*Exercise brief*
Answer these questions using the contact lens display article below.
1. How many pixels can the electronics of the device currently manipulate?
2. About how far from the device can the wireless power source be in line of sight conditions?
3. What material forms the transparent substrate on which the chips are built?

*Page text*
####
Researchers have been testing (their website appears to be under heavy load) a new display that can be embedded into a contact lens and powered wirelessly by a detached energy source. Despite the fantastic possibilities of such a device, it has a long way to go before it ends up in an eyeball near you.
For now, the rudimentary display is merely proof of concept. In its current form, the electronics for the device can only manipulate a single pixel. Researchers intend to improve this limitation, however, with a little more time and research. "Our next goal is to incorporate some predetermined text in the contact lens.", said Lead Researcher, Dr. Parvis.
The research paper claims that the wireless power source can be approximately one meter from the device, in line of sight conditions. More interestingly though, a power source may also be embedded into the wearer but the feasible distance decreases dramatically to about two centimeters. The team determined this by using rabbit test subjects and embedding wireless power sources into their heads.
With this experimental display, the team surmounted a number of challenges. One of the problems solved was trying to get the human eye to see something mounted on its surface. Typically, eyes need at least a few inches of distance to focus.
Integrating circuitry into something as delicate as a contact lens was another issue. Electronics are made from inorganic materials, require high temperatures and contain toxic chemicals which make them difficult to integrate. The team found a way to produce extremely thin circuitry and embed it into the contact lens itself.
The chips found in the contact lens are built upon a transparent sapphire substrate just nanometers thick. The image itself is produced by a tiny LED which is a fraction of a millimeter across. Researchers are working on adding more chips and more LEDs for multi-pixel version based upon micro-Fresnel lenses.
Amongst the potential uses cited, HUD-like functions such as monitoring blood sugar levels for people with diabetes or GPS-based directions for drivers are some pretty nifty ideas. However, those involved with the project admit, "high resolution, full-color, stand-alone contact lens displays might be many years away."
####
*Dataset section*
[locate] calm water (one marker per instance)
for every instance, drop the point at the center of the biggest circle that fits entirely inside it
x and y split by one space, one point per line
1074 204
####
*Problem solution*
1. A single pixel.
2. Approximately one meter.
3. Sapphire.